--- Short problem 1 ---
How would you render this sentence from the voice peering article in Spanish: "The point is that there is a new practicality about the issues."?
--- Short problem 2 ---
What follows the last sentence of the voice peering article? Continue it from there.

--- Provided passage ---
Tuesday, January 15, 2008

Voice Peering: New Directions?


We might disagree about why the change is occurring, but it does seem that discussions of "voice peering" are moving in a different direction. Early on, there might have been more emphasis on how electronic numbering or native IP interconnection could save providers money, disintermediate legacy carriers or disrupt the voice business. If recent discussions are any indicator, there now is much more emphasis on solving basic interconnection tasks in a world of IP traffic, as well as creating a platform for introducing new services.

That isn't to say all peering supporters dismiss advantages of the disintermediating sort. There is no question but that cable companies as an industry segment are anxious to avoid interconnection payments to telephone companies whenever possible, as GSM-based mobile carriers likewise are interested in avoiding transit costs where possible.

The point is that there is a new practicality about the issues. Arbinet CTO Steve Heap, for example, points out that "peering is interconnection between two or more service providers to preserve quality, lower costs and create new services." In fact, Heap points to new problems created by number porting as a mundane but important problem peering can address. "In the Belgian market, for example, 18 percent of mobile numbers are ported," Heap notes.

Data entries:
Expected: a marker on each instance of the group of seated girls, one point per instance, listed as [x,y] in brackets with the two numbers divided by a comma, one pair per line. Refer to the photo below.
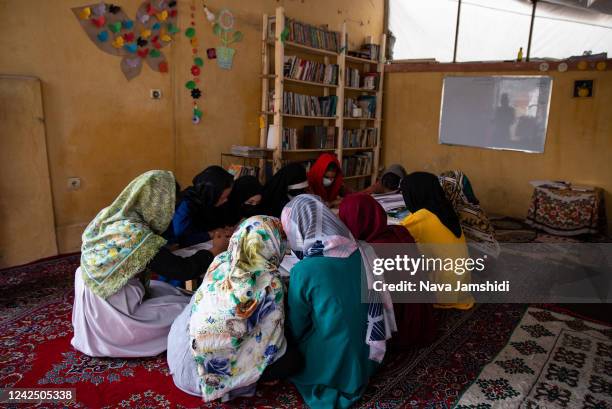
[243,325]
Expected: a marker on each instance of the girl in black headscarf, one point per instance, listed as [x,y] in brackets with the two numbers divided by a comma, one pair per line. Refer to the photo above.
[245,200]
[434,225]
[197,213]
[287,183]
[422,190]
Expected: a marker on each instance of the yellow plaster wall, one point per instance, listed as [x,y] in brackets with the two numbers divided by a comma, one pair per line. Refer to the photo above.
[106,130]
[578,144]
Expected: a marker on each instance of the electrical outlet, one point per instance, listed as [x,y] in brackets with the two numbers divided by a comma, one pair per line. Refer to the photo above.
[74,183]
[156,94]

--- Exercise output 1 ---
Lo importante es que existe un nuevo sentido práctico en torno a estas cuestiones.

--- Exercise output 2 ---
And since every operator has different termination rates, peering can help service providers determine what the settlement rate ought to be when a mobile call is terminated, where to send a call and make those sorts of decisions in real time. Peering can also help with the time-consuming but relatively mundane issues of negotiating termination agreements with hundreds of discrete carriers. "Not every carrier has a relationship with every mobile operator, so maybe you want to route to provider who does have a relationship," says Heap.

One measure of how the discussion is changed is that a major service provider such as Tata views peering as a simple matter of ensuring call quality under conditions of increased routing complexity. "It isn't just about free calling," says Christian Michaud, Tata SVP.

In fact, routing complexity now appears to be a problem in its own right. "There are more choices of endpoints in the IP world," says Georges Smine, Nomin um senior director. There also are codec transcoding issues that will grow as more voice traffic shifts to IP origination.

In a business increasingly using IP transmission, "what we actually deliver changes as well," says Sarina Tu, Telcordia senior director. "These days, you really don't know where to send a call, what the class and quality of service are supposed to be or what the business relationship is between the originating and terminating networks."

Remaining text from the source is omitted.